++++ Document extract
The warehouse and administration buildings were built using a reinforced concrete skeleton, making them one of the pioneering examples of such large-scale reinforced concrete structures in Europe. Prominent construction companies from across southern Germany were commissioned for the construction work. The Munich-based firm Gebr. Rank and Heilmann & Littmann were responsible for the execution of the reinforced concrete structures, while the wrought iron work was carried out by F. F. Kustermann. The heating system was supplied by Eisenwerke Kaiserslautern, cranes were sourced from the Nuremberg machine factory Wilhelm Spaeth and the Würzburg company Georg Noell & Co, and the pneumatic tube system was created by Alois Zettler. Siemens-Schuckertwerke provided various other technical installations for the building. The total cost of the Main Customs Office amounted to 1,760,000 marks for the land and 8,170,500 marks for the buildings. This figure also includes the construction expenses of 485,000 marks for the customs facilities at Munich South Station, which were built to facilitate customs clearance for fruit and vegetables at the Munich wholesale market hall. Additionally, the cost encompasses the land and buildings for the new Forsthof in Haidhaus.
++++++++
++++ Source information
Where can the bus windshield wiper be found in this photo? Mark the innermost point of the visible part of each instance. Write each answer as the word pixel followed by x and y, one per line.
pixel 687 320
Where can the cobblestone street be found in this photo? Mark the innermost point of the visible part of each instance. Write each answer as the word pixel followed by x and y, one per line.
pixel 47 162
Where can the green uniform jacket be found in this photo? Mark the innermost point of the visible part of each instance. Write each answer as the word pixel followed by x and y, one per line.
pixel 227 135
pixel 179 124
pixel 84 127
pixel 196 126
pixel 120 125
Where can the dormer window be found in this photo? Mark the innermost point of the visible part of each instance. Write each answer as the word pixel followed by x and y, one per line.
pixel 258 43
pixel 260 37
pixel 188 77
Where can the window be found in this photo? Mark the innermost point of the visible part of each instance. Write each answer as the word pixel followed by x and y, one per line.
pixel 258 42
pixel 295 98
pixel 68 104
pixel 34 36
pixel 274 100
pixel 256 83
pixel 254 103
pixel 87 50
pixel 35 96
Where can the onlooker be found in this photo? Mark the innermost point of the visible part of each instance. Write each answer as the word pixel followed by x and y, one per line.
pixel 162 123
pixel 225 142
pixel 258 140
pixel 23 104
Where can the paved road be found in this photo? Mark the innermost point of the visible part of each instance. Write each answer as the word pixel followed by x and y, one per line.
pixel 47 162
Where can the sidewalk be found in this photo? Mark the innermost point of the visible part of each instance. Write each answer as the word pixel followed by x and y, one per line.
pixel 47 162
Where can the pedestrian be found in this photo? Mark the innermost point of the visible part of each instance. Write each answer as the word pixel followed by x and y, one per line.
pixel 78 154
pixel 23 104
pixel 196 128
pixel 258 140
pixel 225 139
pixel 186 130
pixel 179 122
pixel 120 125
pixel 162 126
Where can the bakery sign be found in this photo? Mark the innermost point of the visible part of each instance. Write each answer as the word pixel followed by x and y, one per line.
++++++++
### Work task
According to the Main Customs Office text, why were the customs facilities at Munich South Station built? Answer in one to three sentences. Rely only on the Main Customs Office text.

### Reply to the task
They were built to make customs clearance easier for fruit and vegetables at the Munich wholesale market hall. Their construction cost of 485,000 marks is included in the total cost of the Main Customs Office.